**About this task:**
Copy the text of each record below word for word, leaving out the pictures.

BEGIN Records supplied

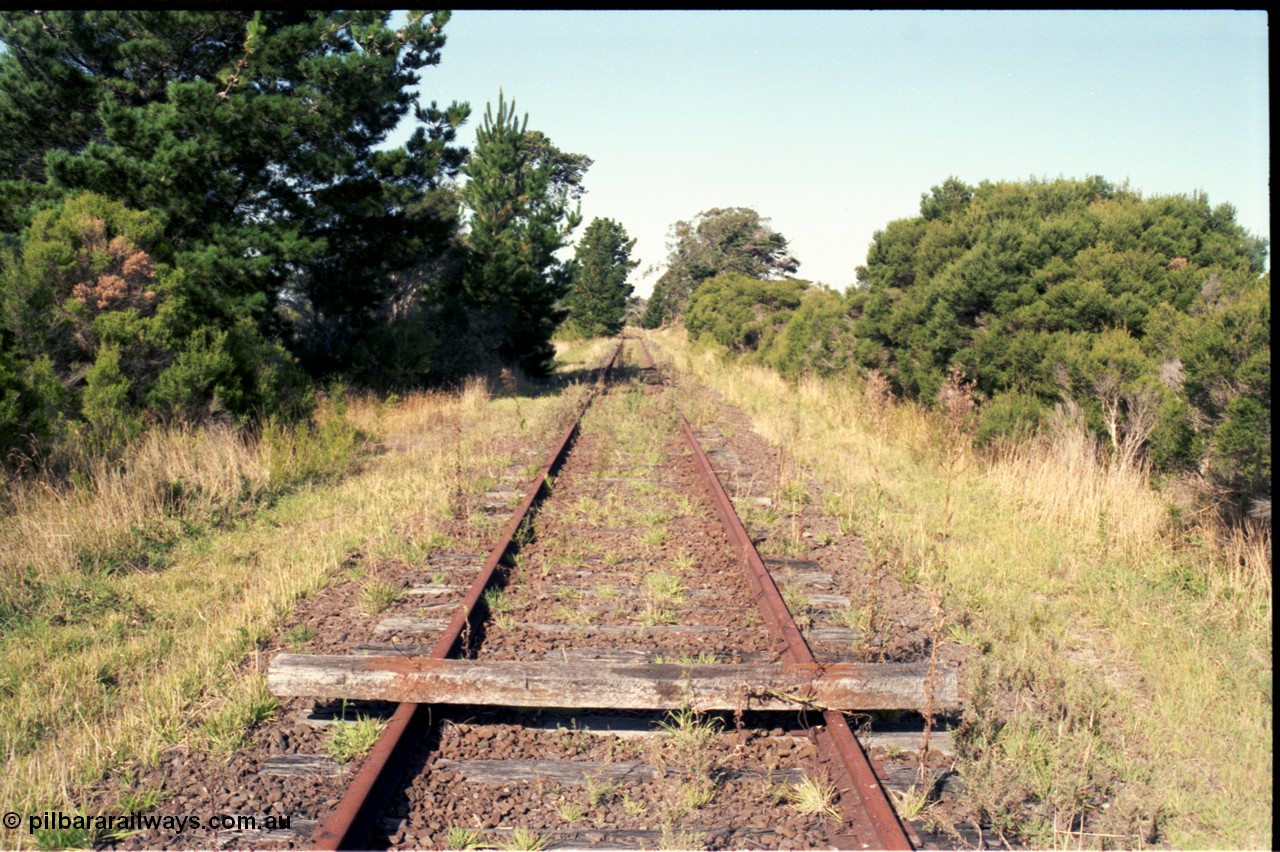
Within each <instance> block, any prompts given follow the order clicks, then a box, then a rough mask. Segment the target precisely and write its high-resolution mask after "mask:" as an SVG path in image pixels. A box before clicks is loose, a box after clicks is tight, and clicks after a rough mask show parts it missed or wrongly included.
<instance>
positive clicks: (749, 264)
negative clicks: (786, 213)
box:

END Records supplied

**Solution:**
Within each <instance> block, any prompts given follow the order clicks, then a box, then a rough mask. Segment the target precisely and write its high-resolution mask after "mask:" as an SVG path in image pixels. A box before clicks is loose, a box after clicks is tight, and clicks after a rough mask show parts it missed or wrongly included.
<instance>
positive clicks: (749, 264)
negative clicks: (786, 213)
box:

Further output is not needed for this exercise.